### YOUR OBJECTIVE
In the passage about the new plant's costs and savings, what is the net increase in CapEx?

### QUOTED PASSAGE

----------------

That means if the growth will come faster, there is further EBIT upside during the time period that we're looking at here. Now, let's look a little bit closer at the initial savings. Marcel spoke about that the plant will be up and running end of 2024 with the new lines and in the first half of 2025 with the refurbished, relocated lines. Now, from a financial point of view, we have assumed no EBIT upside in 2024 and only a very minor upside in 2025. We're also not assuming that we will be able to insource any volumes until 2026. Now, if we're able to accelerate it, these timelines, bring the EBIT upside earlier, of course, as we draw nearer, we will inform you of that.

I can also confirm that the total non-recurring net cost of implementing this of SEK 100 million that we shared in May remains, and I'm now looking at the gray and striped arrows. This is predominantly relating to what we did in quarter two this year. We took an impairment on account of the plants that we're closing, plus provisions, including for severances as employees would leave the business. Now, on the other side of this, which is the arrow pointing upwards, we have the proceeds from selling our plants. Now, of course, from a timing point of view and cash point of view, these arrows are really much closer to each other because the severances will be paid when we sell the plants, which is roughly when we also will receive the proceeds from selling them.

Also, on the CapEx, on the SEK 2.5 billion that we have spoken about earlier, as Marcel mentioned, the net increase will be SEK 1.9 billion, and that's based on the last five years average spend on the plants that we're closing. This SEK 600 million reduction, about half of that will come in the next five years, but towards the end of those five years, given projects that are ongoing, and the other half will come in the five years subsequent to that. As of today, we are not revising the SEK 2.5 billion, but as you remember, that includes headroom for uncertainties.

When we're done with the engineering and the contracting for the plant and also for the machinery, beginning of next year, we will be able to revisit this and assess to what extent did we need to use the headroom built in. What I can confirm today is that the phasing is different from in May. Originally, we expected to spend roughly SEK 200 million in CapEx within this year. That will not happen because of the payment terms negotiated for the land, where we only do a deposit now, and then that will be paid only beginning of next year when the contract is closed based on receiving the appropriate permits for the manufacturing site.

----------------

### INFORMATION SHOWN
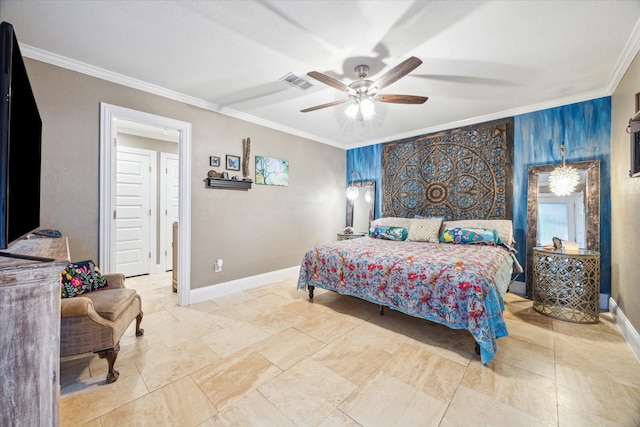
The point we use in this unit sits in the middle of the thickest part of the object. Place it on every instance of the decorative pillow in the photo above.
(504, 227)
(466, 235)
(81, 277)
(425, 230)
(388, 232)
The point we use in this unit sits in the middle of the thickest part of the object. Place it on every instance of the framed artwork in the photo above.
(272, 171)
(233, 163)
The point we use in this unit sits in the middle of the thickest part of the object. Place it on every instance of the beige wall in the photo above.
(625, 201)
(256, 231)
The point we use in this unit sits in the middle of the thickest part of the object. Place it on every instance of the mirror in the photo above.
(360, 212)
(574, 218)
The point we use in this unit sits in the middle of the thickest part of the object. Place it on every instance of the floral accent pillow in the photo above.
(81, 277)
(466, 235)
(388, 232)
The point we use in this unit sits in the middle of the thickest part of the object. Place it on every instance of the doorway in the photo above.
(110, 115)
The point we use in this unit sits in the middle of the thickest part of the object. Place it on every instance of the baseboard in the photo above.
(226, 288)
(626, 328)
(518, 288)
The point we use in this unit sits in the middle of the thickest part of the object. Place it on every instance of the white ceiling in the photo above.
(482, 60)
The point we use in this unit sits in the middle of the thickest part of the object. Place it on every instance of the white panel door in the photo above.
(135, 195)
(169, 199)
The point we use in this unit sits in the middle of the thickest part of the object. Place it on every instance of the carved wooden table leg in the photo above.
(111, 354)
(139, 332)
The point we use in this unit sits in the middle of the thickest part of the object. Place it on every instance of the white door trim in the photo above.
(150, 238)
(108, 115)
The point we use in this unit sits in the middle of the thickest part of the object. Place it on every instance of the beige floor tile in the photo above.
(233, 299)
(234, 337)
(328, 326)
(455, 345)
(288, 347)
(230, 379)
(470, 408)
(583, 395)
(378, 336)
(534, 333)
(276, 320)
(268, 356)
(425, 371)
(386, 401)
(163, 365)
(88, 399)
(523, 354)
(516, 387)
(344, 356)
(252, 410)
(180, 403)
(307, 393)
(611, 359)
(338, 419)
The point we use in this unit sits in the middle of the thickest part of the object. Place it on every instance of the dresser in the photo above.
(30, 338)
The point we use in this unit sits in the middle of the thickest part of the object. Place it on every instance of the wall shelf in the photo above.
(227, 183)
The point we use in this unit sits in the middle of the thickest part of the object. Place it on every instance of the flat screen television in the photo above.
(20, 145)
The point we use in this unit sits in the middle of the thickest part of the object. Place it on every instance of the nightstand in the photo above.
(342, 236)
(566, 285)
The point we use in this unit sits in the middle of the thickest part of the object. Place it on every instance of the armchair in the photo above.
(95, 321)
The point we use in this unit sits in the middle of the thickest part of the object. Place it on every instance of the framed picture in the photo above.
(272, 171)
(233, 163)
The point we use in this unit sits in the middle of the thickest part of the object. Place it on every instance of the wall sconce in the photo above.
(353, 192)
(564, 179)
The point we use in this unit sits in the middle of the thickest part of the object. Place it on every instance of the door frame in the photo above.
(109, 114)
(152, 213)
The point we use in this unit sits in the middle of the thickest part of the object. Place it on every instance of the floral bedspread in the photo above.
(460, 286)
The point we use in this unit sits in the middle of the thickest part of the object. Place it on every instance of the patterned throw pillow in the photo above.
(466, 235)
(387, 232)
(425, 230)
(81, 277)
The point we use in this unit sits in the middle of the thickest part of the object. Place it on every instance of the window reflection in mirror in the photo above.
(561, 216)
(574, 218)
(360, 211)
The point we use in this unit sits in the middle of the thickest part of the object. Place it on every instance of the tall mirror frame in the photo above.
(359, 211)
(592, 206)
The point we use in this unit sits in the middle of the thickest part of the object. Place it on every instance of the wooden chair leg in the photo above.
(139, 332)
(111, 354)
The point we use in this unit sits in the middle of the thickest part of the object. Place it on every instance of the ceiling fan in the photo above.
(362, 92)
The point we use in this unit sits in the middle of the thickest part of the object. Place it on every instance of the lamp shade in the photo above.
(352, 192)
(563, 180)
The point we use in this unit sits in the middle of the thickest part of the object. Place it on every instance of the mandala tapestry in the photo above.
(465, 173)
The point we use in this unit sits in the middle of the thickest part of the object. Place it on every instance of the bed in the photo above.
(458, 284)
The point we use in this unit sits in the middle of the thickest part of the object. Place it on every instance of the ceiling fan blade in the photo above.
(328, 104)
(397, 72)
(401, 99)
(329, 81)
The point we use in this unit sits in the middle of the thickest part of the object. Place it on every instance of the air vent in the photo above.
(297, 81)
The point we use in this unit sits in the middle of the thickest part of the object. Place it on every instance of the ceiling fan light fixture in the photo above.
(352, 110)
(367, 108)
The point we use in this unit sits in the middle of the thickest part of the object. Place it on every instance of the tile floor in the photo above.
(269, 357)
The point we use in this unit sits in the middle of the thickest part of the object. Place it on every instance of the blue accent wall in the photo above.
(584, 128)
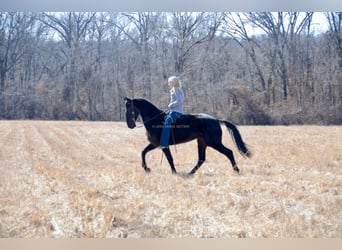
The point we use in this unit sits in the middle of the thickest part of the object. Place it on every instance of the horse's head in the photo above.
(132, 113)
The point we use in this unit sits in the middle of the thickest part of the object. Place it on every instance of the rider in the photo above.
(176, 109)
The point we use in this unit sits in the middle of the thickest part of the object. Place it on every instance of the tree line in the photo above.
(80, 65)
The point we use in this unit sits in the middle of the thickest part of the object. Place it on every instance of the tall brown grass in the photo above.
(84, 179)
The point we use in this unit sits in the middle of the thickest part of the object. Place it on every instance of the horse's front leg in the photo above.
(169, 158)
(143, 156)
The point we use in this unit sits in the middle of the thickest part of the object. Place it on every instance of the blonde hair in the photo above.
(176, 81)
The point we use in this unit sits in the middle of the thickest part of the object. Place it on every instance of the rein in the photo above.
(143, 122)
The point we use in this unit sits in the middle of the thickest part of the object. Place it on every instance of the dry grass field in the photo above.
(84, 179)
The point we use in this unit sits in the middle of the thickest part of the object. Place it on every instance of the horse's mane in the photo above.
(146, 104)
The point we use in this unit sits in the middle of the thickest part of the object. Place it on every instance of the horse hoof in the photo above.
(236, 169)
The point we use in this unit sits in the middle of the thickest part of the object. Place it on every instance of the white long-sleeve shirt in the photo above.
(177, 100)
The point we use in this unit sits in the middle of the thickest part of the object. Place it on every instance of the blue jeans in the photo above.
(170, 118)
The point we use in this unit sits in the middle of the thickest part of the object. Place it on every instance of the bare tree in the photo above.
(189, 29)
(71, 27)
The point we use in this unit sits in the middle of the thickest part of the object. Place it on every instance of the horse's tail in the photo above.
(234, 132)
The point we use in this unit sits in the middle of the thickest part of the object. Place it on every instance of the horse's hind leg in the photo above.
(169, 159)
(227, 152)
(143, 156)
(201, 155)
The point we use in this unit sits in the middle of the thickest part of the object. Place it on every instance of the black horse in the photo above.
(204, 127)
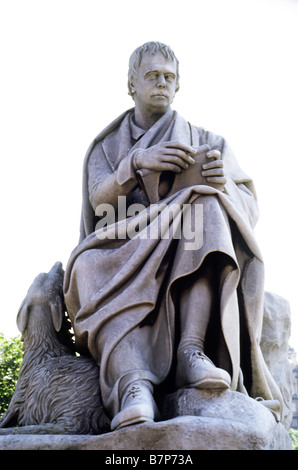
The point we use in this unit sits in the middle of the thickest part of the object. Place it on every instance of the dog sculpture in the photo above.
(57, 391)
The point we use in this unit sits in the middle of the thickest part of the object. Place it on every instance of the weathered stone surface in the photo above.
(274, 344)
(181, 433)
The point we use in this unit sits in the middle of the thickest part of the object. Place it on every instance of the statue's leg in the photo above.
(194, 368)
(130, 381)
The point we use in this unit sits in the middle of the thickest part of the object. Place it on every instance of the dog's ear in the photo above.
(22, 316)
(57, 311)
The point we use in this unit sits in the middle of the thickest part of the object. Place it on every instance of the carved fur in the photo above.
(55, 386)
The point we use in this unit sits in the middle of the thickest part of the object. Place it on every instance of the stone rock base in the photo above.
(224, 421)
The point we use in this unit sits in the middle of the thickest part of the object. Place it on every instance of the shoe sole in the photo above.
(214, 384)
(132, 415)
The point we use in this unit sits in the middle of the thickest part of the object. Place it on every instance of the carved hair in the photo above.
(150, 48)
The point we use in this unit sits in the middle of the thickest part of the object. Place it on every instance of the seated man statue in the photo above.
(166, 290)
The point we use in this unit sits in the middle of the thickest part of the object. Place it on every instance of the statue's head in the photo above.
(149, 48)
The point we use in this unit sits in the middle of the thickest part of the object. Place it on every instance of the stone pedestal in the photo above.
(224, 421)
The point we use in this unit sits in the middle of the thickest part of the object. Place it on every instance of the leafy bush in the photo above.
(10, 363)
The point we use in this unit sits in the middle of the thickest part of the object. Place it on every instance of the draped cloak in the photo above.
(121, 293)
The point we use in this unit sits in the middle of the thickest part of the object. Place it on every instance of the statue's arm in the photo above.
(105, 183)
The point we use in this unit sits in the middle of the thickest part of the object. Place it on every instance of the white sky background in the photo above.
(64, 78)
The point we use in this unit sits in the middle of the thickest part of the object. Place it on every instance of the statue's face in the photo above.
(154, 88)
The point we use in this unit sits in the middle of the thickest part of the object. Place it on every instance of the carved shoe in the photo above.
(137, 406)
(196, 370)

----------------

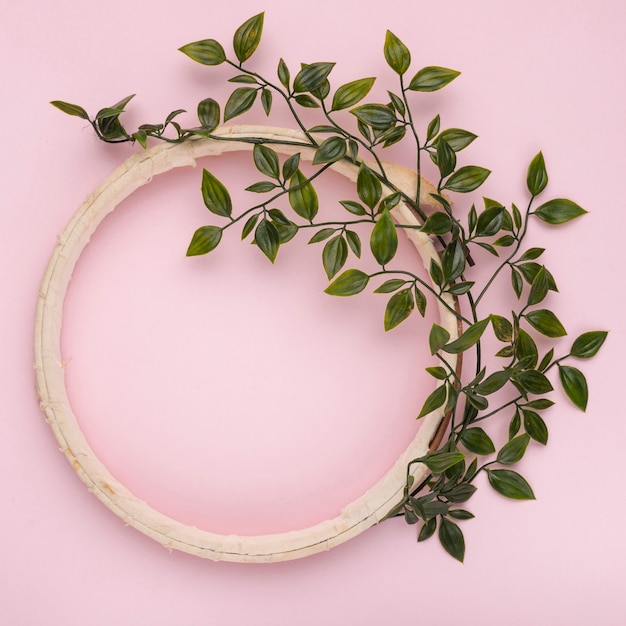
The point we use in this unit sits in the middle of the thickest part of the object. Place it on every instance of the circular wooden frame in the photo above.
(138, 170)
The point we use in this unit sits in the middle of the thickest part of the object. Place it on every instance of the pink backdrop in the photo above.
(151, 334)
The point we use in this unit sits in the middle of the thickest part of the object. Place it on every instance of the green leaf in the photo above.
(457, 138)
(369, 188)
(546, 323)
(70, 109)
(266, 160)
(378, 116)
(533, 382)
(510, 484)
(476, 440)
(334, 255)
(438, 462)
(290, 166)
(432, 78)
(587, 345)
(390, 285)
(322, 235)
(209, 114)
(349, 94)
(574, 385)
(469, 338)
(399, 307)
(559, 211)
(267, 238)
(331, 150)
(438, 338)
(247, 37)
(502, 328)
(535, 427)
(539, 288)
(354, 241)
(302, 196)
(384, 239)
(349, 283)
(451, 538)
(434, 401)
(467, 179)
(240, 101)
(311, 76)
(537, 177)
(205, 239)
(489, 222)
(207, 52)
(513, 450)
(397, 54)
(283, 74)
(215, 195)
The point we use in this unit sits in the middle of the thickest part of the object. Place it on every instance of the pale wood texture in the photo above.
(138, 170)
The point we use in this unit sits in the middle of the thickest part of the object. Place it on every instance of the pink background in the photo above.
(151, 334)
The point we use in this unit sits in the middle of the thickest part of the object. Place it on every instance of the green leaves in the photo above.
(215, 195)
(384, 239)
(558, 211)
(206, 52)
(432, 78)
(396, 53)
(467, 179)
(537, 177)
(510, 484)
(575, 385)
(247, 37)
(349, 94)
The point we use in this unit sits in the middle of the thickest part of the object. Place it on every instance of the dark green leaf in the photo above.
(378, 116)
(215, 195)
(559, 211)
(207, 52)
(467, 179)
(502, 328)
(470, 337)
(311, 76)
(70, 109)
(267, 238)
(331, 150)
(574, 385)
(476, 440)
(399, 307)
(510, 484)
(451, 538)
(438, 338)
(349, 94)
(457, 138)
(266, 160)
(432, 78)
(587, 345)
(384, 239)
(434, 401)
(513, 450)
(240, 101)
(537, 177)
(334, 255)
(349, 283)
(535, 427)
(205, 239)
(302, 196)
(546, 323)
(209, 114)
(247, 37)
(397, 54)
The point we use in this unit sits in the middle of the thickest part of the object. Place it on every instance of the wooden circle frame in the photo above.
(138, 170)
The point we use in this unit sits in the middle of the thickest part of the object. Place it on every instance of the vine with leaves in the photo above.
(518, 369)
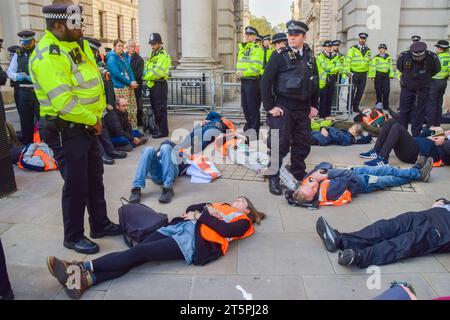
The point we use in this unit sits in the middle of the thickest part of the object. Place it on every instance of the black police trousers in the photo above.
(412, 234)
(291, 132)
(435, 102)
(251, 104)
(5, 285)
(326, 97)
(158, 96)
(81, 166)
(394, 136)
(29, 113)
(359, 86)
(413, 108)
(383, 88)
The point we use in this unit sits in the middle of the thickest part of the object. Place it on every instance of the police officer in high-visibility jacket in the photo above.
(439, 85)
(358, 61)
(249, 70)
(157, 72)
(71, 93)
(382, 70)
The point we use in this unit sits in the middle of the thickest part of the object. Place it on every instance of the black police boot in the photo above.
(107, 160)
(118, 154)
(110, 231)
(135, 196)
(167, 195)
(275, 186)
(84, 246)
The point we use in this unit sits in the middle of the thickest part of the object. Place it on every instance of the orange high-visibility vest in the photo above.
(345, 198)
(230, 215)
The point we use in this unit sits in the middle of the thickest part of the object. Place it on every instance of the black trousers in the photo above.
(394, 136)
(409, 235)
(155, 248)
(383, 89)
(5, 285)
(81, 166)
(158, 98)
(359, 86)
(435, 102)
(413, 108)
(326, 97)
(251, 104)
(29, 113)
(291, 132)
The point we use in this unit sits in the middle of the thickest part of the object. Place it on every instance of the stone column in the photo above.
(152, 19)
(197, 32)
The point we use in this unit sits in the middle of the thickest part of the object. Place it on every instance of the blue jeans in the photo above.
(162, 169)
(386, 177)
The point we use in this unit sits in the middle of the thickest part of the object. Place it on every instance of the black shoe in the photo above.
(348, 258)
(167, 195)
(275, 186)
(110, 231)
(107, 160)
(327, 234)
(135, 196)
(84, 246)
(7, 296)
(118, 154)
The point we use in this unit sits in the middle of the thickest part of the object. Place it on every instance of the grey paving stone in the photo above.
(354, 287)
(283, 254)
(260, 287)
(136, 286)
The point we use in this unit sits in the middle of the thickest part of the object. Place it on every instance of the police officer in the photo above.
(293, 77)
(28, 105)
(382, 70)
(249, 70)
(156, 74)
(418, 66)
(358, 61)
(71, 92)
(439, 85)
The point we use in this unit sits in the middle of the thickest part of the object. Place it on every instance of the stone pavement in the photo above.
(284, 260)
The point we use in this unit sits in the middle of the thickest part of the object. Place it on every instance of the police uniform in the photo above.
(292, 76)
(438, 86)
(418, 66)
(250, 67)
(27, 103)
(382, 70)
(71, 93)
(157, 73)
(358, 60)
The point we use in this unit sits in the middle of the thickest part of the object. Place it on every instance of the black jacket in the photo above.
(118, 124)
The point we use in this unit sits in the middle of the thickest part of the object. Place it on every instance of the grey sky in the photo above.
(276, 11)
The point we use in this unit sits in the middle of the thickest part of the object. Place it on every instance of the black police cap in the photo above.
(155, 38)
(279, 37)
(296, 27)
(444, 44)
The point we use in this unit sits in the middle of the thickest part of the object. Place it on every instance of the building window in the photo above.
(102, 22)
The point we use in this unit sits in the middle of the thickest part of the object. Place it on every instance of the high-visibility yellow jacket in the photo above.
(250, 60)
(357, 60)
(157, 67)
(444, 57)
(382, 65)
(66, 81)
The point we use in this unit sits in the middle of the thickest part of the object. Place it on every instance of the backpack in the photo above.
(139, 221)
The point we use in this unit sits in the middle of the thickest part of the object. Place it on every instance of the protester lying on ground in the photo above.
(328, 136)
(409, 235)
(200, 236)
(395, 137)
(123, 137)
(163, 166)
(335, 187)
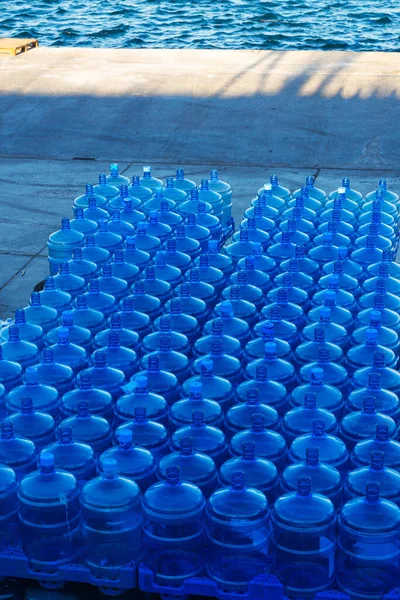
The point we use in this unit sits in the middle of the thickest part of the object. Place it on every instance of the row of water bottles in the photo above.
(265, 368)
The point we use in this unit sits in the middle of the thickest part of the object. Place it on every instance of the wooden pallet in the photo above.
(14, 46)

----------------

### TASK OUTPUT
SEK 1.9 billion